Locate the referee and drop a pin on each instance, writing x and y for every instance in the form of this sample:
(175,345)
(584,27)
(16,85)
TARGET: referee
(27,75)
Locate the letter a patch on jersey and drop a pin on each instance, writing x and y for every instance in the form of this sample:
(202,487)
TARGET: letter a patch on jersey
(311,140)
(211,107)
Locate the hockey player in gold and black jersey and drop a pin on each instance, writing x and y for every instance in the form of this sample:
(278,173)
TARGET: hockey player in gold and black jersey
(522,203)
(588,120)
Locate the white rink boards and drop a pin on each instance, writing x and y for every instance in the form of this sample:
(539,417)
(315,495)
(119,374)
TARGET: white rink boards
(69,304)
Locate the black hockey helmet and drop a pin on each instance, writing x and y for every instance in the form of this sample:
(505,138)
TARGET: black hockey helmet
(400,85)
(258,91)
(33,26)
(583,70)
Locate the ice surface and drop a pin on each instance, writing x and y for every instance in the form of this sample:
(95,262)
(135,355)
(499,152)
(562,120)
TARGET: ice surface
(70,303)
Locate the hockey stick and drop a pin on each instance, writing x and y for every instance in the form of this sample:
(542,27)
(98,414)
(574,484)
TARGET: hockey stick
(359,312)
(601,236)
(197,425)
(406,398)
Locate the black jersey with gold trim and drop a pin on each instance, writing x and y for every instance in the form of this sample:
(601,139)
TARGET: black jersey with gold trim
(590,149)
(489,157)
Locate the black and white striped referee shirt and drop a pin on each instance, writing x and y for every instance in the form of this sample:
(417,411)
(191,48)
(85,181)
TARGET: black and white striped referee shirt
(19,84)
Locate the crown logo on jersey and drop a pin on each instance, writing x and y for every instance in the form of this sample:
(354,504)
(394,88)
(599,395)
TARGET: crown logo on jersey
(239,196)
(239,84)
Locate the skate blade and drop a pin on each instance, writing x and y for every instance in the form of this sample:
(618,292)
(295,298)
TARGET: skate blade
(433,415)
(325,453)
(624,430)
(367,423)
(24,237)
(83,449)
═══
## [What is needed]
Repeat the whole listing exactly.

## [Exercise solution]
Locate the referee and drop a pin on each instance, writing x and y for every instance in the form of this sample:
(175,345)
(584,27)
(16,85)
TARGET: referee
(27,75)
Locate the letter a patch on jersey and drop a pin on each instance, writing x and y for every instance in the form of this sample:
(202,487)
TARGET: letter a patch on jersey
(311,140)
(211,107)
Locate the hockey player in gold and black jersey and drop a pin on each instance, writing x and y for every instance in the form of this sample:
(278,173)
TARGET: hockey player in gold and black jersey
(522,203)
(588,120)
Locate the white rink boards and drop a pin on each instance, writing x and y for every instance in the form of this sample:
(539,417)
(315,495)
(119,374)
TARGET: white rink boards
(69,304)
Locate the black hockey helmet and drop a pin on each instance, writing x and y for every instance in the form of this sample:
(505,138)
TARGET: black hockey helmet
(400,85)
(258,91)
(33,26)
(583,70)
Locate the ice surface and drop a pin on each instance, writing x and y for every instance in the form of this sample:
(95,262)
(135,355)
(499,152)
(562,120)
TARGET: ice surface
(70,303)
Locate the hockey stick and drop a pin on each instance, writing x and y for every instance in the form of this sample:
(542,27)
(98,414)
(574,484)
TARGET: hockey stick
(359,312)
(601,236)
(197,425)
(406,398)
Locate the black jersey with gold trim and drop a pin on each instance, writing x and y for every instance in the form of this sample:
(601,139)
TARGET: black jersey with gold trim
(590,149)
(489,157)
Locate the black and white striped referee shirt and drop a pin on each instance, writing x and y for every instance in the form of this sample:
(417,411)
(191,48)
(85,181)
TARGET: black and white striped referee shirt
(19,84)
Locate the crown logo on jersey and drop a pin on each instance, writing x and y for every instance in the form of this sample:
(354,504)
(394,88)
(599,395)
TARGET: crown logo on jersey
(239,196)
(239,84)
Locate the skate blade and drop a pin on each instance, writing x and y for every instance in the form of this sample:
(618,292)
(295,298)
TARGET: skate blade
(433,415)
(325,453)
(624,430)
(367,423)
(24,237)
(83,449)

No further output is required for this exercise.